(DATA EXCERPTS begins)
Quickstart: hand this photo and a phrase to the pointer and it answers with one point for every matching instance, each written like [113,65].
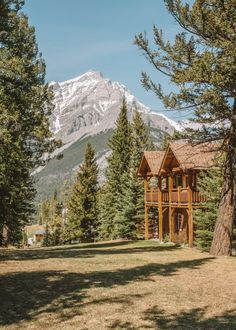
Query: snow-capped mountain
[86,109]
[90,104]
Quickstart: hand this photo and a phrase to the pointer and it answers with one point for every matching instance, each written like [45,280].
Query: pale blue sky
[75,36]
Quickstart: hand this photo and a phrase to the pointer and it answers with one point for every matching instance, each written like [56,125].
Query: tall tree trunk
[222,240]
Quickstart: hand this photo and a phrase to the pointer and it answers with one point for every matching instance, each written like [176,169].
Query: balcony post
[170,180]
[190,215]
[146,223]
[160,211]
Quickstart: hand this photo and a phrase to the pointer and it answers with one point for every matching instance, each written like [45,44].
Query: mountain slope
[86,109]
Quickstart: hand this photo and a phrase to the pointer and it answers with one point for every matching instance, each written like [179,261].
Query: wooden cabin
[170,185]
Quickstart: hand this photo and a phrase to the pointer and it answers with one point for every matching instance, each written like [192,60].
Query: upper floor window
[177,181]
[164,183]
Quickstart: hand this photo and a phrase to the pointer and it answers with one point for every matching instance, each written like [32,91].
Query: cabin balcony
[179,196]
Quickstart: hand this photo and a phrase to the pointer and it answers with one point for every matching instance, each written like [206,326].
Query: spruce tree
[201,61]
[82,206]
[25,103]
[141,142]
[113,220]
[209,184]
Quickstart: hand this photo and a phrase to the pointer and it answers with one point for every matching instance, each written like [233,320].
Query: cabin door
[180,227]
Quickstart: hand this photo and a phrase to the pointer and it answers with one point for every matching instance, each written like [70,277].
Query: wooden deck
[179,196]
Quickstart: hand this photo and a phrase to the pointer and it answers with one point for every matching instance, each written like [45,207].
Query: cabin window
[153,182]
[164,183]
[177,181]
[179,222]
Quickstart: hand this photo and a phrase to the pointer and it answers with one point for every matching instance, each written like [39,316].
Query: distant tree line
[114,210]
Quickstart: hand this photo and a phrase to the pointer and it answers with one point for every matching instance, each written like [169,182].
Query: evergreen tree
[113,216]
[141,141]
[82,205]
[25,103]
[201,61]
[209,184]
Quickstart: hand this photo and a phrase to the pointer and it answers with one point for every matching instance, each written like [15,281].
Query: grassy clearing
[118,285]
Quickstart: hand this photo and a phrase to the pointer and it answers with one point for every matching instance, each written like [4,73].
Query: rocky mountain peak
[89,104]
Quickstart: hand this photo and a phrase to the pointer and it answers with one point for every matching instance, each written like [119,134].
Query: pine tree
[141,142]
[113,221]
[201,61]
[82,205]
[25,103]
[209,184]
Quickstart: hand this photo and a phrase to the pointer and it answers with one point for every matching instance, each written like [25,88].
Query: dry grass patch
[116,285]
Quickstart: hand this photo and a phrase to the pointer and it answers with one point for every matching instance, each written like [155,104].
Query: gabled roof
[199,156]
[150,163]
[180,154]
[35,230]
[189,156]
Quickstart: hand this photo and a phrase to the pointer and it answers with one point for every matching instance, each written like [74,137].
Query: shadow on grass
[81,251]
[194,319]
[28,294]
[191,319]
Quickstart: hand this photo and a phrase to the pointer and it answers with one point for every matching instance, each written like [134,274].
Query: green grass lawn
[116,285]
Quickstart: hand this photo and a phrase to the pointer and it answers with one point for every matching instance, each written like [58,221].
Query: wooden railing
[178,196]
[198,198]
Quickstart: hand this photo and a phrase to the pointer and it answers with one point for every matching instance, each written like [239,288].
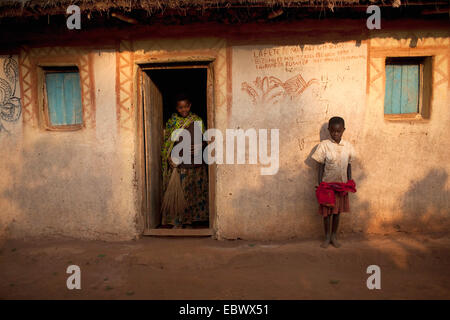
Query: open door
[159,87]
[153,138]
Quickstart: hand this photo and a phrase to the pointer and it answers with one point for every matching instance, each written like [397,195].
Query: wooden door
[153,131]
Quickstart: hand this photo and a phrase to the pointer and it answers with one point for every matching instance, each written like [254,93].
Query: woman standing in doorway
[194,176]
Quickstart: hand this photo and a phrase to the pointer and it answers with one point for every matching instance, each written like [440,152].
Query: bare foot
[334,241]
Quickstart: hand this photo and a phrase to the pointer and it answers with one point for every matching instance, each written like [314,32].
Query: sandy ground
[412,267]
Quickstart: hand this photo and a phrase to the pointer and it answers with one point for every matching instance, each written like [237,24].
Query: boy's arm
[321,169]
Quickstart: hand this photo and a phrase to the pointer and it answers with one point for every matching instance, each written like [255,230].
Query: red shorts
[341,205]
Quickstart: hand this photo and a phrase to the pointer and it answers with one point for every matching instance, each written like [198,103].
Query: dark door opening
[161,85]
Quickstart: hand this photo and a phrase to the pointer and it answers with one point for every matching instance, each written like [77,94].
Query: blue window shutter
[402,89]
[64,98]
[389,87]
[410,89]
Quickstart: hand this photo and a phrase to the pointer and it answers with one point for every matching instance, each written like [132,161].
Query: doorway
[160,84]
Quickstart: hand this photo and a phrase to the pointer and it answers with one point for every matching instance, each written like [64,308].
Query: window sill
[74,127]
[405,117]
(DATA EXCERPTS ends)
● **PROBLEM**: Every line of the listing is to be retyped exactly; pictures stay out.

● **SOLVED PROBLEM**:
Quickstart: hand this photo and a phrase to the pointer and it answers with one point for every matching instance, each written like [113,65].
Query: snow-capped mountain
[86,109]
[90,104]
Quickstart: hand this photo and a phrase to the pointer and it answers with one point for every matching instance, each written like [45,280].
Query: pale blue sky
[75,36]
Quickstart: hand this photo and a phrase to the pointer and it answers with one point for every matching instance, each written like [56,125].
Query: tall tree trunk
[222,240]
Quickstart: hand this photo and a phrase to the pointer and it answers with one point for every matching instance, each written like [176,169].
Query: balcony post
[170,180]
[190,215]
[146,223]
[160,211]
Quickstart: hand this photo and a phrase to the pointer and it answers with one point for every matching instance, each written like [45,44].
Query: mountain slope
[86,109]
Quickstart: hand this photo and a phrase to the pointer and it answers with one point for every matching instance, each written like [179,261].
Query: wooden cabin
[170,185]
Quickstart: hand this photo and a phrase to the pointer and it answers with one point for every matching instance, each written like [192,60].
Query: upper floor window
[177,181]
[164,183]
Quickstart: hand this photo and a phrase to the pointer and it answers with one point for every matching instance, each written like [32,91].
Query: cabin balcony
[179,196]
Quickstart: hand this photo and a phrase to the pointer and it answers with one point for every matching instance, each written like [206,326].
Query: spruce tree
[201,61]
[82,206]
[25,103]
[141,142]
[113,220]
[209,184]
Quickstart: hand this photo and a phrase to the pointer and it answers with one point for every matching instance, each written like [233,320].
Query: cabin door
[180,227]
Quickstart: hand this photo and a phrase to the pointer and it answers with one point for every matching instance, each written like [70,277].
Query: wooden deck
[179,196]
Quickstart: hand this photo and a phrase to the pointer and it answers with one point for every matching instance, each written like [45,207].
Query: cabin window
[153,182]
[164,183]
[177,181]
[179,222]
Quickstart: hand this photo and a phrase to the pointer and it answers with one point for every matching instance, each written like [39,316].
Query: distant tree line
[114,210]
Quickstart: hand this photo and a phrase to the pointer and it answers with one point for every matching instance, each written like [169,182].
Query: evergreen tree
[113,216]
[141,141]
[82,205]
[25,103]
[201,61]
[209,184]
Quickstart: hand this photo and a phrase to the pointer and it answers with one point for every matching instance, each written like [15,281].
Query: grassy clearing
[118,285]
Quickstart: hand this photo and a phrase to the pointer and it answers with one point for every matching instance, each written like [4,73].
Query: rocky mountain peak
[89,104]
Quickstart: hand this photo and a phrase to the pointer and it answers with one point for every matching instance, each written like [119,134].
Query: pine tree
[141,142]
[113,221]
[201,61]
[82,205]
[25,103]
[209,184]
Quickstart: hand this photo and a phrase to the pointer and it answers with one point for every matching instance, each written like [25,88].
Query: dry grass patch
[116,285]
Quickstart: hand this photo and a phrase to the pointer and it answers with one point for every matching instance, each written like [155,104].
Query: gabled roof
[199,156]
[150,163]
[180,154]
[35,230]
[189,156]
Quickstart: hand this photo and a phrase to the pointer and it answers with one point for every matching instance, each written like [74,137].
Query: shadow on grass
[81,251]
[194,319]
[28,294]
[191,319]
Quickstart: hand this photo and a phrase to the pointer and it answers with one point for every matching instance, each written like [134,274].
Query: green grass lawn
[116,285]
Quickstart: hand this photo and a phrase to the pointer and it answers with one point for every matching instance, each written like [58,221].
Query: wooden railing
[178,196]
[198,198]
Quickstart: hand this photo and a phrase to the pointer and it answers with one point for every matching instance, each written like [239,288].
Query: open door
[159,87]
[153,138]
Quickstart: hand this photo and a phrase to the pointer and it answers with one point for every matching instance, each written like [397,195].
Query: wooden door
[153,131]
Quickstart: hand this photo and a phrase to the pointer and it answers with one point for every matching instance, each written like [254,93].
Query: woman standing in doorway
[194,176]
Quickstart: hand this photo and a phrase to the pointer and it answers with one point for every matching instance, each written like [440,152].
Query: bare foot
[334,241]
Quickstart: hand this photo and a phrase to the pointer and it answers with one point for every matching instance, each written like [314,32].
Query: sandy ground
[412,267]
Quickstart: hand this photo and a phrase to the pointer and it answers with one point for every matching instance, each written like [237,24].
Query: boy's arm
[321,169]
Quickstart: hand this photo and a phrase to the pointer and it answers with one point for every matching instance, each written like [255,230].
Query: red shorts
[341,205]
Quickstart: hand this photo and a phrase to the pointer and it answers with one point for every matching instance, each written like [198,103].
Query: dark door opening
[161,85]
Quickstart: hand this photo and a phrase to the pointer and it answers with one point for every matching instance, each written like [77,94].
Query: blue window shutter
[402,89]
[64,98]
[389,87]
[410,89]
Quickstart: hand this photo and a phrase to the pointer and it answers with one point for every matching instance, each written like [132,161].
Query: doorway
[160,84]
Quickstart: hand this photo and a phrase to the pointer and it answers with one point for every matching instance, each written like [64,308].
Query: window sill
[74,127]
[405,117]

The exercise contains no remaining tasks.